▸ **Your instructions**
Answer these questions about the lesson plan excerpt.
1. How many sentences per paragraph does the follow-up summary require?
2. What should be attached to the historical items that students insert into the timeline?
3. Which three topics are given as examples for narrowing the scope of a 3-D timeline of the future?

6. Student Test for Understanding:  Students will follow this list of procedures with teacher support.
   1. Practice Timeline.
   2. Timeline of Evolutionary History.
   3. Students insert historical items.  These should be labeled.  Several sentences should be given to describe each item.  Photographs/pictures should be attached appropriately also.
7. Recap –What did we learn?  Explain verbally the important math skills that you utilized.  What are ideas/skills needed in order to create an accurate timeline?
8. Home link –Students answer these basic questions:  Why is a sounds understanding of similarity, scale drawing, scale factor and conversion factor important for this lesson?  What is the major significance of one-dimensional similar figures utilized?  Why would you consider this to be an applied mathematics lesson?  What does math have to do with human evolution? How does this relate to evolution of anything? Why is this stuff important for you and your life?
9. Follow-up – Class presentation of the results.  Students type a three paragraph summary in proper (Type III format – proper grammar, punctuation, spelling, 5-7 sentences per paragraph, at least ten word per sentence, no sentence starts with the same word in a paragraph.)  Paragraph One explains what the lesson was about.  Paragraph Two describes what the student learned. Paragraph Three explains how this applied to the individual's own current or future life. The highlights of paragraph three are verbally shared with the class by each student.

Outcome:   Through the application of math concepts (listed above), the students gain at least an application level understanding of similarity, scale drawing, scale factor and conversion factor that exists in the context of a historical evolutionary timeline.

Related Activities: H.O.T.S. (Higher Order Thinking Skills)  -- Stresses Bloom's Syntheses and Evaluation levels. Students create 3-D timeline of the future.  They could pick a particular topic (to narrow the scope) like the evolution of music, automobiles or fashion. They could research historical information on the internet, in books, magazines, journals, and newspapers. They could use these sources as rationale for what things will be like in the future. They could present all that they learned (and the math utilized during the process.)  They could evaluate their own and others' timelines for credibility.

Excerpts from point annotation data
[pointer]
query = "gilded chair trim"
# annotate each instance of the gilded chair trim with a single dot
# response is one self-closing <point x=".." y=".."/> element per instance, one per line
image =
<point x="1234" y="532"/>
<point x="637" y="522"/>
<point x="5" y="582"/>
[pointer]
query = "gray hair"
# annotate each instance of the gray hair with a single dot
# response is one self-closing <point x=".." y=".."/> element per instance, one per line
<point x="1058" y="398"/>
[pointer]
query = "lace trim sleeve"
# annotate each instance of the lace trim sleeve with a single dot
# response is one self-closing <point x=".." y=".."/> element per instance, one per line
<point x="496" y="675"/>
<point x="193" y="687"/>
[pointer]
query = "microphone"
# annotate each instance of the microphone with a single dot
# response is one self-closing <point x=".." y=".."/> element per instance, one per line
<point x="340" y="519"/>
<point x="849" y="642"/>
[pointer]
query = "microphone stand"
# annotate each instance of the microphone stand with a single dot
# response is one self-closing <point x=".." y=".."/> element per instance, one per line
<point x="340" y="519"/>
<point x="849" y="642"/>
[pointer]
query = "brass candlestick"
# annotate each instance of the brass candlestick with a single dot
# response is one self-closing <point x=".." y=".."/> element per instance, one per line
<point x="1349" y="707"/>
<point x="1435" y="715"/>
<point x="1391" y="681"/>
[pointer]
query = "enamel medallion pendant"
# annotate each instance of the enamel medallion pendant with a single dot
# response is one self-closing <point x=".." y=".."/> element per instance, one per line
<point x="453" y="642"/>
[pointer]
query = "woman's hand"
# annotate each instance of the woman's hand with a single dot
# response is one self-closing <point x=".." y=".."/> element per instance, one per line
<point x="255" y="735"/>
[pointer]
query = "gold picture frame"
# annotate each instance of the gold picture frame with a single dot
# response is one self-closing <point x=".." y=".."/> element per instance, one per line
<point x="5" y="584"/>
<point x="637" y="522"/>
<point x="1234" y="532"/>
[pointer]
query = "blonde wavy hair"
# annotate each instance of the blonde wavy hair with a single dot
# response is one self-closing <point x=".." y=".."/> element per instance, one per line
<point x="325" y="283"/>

▸ **The response**
1. 5-7 sentences per paragraph.
2. Photographs/pictures.
3. The evolution of music, automobiles, or fashion.